**Exercise tasks:**
- a) What Medieval Latin word does the dictionary entry for pageant give as its source?
- b) In the dictionary entry for pageant, update the part that opens with the words containing "I. ˈpajənt noun" and closes with "medieval mystery play)", replacing "scene" with "episode".
[start of Text segment]
I. ˈpajənt noun
( -s )
Etymology: Middle English pagyn, pagend, padgeant, from Medieval Latin pagina scene of a play, stage, from Latin pagina page
1.
a.
(1) obsolete : a scene or act of a play (as a medieval mystery play)
(2) archaic : part , role
b. obsolete : stage , platform ; specifically : a stage or platform used for the open-air performance of medieval mystery plays and often mounted on wheels so as to be capable of being moved from place to place
2.
a. : a falsely impressive display that masks lack of substance and reality : a mere show : pretense
saw through the hollowness, the sham, the silliness of the empty pageant in which I had always played — Oscar Wilde
b. : an ostentatious often exhibitionistic display
sympathize profoundly with a poetry that doesn't make a pageant of its bleeding heart — J.L.Lowes
3.
[end of Text segment]
[start of Information shown]
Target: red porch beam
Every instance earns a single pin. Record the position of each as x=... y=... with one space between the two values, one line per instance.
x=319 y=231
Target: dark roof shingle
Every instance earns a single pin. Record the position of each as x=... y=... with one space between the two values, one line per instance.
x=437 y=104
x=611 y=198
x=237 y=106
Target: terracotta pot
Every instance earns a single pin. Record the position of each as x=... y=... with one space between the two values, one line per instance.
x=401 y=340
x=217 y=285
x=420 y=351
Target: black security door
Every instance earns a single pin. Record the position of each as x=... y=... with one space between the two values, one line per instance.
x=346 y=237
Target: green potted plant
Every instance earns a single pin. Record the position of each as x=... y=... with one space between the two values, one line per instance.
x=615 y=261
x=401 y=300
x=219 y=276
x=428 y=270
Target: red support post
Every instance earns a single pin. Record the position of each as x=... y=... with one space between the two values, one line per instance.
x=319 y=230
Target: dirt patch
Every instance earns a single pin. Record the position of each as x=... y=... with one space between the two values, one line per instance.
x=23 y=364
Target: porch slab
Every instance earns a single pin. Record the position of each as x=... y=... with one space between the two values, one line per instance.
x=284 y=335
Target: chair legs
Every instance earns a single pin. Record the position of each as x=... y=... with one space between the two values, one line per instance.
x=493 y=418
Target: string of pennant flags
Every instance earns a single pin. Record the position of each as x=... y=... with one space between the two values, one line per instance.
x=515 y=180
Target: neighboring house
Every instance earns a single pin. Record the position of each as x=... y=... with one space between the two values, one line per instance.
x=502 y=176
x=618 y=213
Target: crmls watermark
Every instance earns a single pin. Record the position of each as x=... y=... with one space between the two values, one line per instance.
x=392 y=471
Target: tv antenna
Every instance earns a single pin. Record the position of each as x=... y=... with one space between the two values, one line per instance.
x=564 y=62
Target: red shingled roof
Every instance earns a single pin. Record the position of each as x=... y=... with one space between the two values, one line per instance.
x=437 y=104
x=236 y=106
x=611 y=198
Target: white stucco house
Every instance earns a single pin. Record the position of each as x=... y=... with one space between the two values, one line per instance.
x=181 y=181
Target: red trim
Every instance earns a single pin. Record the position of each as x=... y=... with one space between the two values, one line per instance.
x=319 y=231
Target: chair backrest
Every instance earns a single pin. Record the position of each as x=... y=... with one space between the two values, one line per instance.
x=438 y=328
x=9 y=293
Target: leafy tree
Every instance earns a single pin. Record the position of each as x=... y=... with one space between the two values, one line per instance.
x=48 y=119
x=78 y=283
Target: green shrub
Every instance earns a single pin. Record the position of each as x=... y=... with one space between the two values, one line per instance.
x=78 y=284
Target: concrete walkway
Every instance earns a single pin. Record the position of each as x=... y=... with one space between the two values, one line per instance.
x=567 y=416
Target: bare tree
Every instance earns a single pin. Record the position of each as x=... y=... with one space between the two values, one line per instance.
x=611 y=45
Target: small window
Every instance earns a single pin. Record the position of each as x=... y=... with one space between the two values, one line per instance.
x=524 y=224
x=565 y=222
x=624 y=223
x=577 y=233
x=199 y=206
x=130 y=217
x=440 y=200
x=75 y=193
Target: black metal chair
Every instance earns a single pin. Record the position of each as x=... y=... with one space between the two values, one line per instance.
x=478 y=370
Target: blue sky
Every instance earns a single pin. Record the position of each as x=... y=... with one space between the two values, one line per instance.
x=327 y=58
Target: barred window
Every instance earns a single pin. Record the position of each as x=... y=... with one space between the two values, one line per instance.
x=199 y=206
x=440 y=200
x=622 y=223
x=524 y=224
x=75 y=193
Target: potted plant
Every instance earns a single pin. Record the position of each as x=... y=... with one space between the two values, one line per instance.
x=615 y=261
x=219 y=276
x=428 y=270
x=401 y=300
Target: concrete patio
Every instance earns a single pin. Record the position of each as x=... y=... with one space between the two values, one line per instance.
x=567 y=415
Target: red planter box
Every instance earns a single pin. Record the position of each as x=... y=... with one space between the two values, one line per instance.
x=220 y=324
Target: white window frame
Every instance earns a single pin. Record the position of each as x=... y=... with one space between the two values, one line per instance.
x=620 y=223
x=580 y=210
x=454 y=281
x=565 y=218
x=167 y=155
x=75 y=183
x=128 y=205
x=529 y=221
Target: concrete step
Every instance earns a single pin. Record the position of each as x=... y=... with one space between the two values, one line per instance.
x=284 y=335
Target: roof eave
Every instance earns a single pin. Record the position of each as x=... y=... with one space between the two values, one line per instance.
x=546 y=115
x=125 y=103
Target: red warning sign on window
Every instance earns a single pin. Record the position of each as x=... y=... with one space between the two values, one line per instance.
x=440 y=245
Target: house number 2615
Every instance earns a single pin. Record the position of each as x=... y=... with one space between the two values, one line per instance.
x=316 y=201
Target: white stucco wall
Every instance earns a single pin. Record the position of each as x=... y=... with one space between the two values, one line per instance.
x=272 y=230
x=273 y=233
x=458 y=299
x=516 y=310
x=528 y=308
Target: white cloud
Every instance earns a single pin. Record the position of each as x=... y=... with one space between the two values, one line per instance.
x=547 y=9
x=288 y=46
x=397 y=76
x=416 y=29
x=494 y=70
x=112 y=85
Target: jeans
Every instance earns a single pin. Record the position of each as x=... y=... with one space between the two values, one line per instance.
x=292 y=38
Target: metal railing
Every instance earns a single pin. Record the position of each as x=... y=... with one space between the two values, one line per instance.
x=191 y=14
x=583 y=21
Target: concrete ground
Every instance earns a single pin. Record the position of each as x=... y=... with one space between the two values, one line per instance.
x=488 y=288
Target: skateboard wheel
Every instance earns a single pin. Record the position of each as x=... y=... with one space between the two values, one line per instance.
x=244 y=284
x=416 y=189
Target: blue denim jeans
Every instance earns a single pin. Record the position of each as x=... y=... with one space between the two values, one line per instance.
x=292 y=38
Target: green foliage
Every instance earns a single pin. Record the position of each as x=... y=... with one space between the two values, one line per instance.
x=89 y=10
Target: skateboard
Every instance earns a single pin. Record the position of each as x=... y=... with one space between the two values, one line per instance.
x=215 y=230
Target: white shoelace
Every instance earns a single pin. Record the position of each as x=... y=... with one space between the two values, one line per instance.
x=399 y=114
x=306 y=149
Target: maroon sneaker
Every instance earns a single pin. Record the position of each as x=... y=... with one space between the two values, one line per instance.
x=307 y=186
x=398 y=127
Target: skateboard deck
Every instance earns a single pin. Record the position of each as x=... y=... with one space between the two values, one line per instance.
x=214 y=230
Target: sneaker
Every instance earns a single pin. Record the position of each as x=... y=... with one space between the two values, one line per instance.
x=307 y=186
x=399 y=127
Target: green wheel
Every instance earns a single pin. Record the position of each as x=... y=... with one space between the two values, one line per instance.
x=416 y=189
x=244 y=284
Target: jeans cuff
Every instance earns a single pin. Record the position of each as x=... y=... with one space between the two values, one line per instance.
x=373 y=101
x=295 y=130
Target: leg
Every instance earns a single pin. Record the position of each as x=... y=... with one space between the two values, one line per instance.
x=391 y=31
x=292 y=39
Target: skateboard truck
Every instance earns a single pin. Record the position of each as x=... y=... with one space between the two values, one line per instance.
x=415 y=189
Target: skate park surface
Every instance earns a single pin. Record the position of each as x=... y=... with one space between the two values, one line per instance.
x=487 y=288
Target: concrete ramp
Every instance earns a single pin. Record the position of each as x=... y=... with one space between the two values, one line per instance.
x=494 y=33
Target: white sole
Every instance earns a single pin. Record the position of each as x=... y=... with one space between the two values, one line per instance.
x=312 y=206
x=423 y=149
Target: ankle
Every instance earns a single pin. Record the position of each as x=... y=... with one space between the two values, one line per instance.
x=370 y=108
[end of Information shown]
**Answers to the exercise:**
- a) Pagina, meaning scene of a play or stage.

- b)
I. ˈpajənt noun
( -s )
Etymology: Middle English pagyn, pagend, padgeant, from Medieval Latin pagina episode of a play, stage, from Latin pagina page
1.
a.
(1) obsolete : a episode or act of a play (as a medieval mystery play)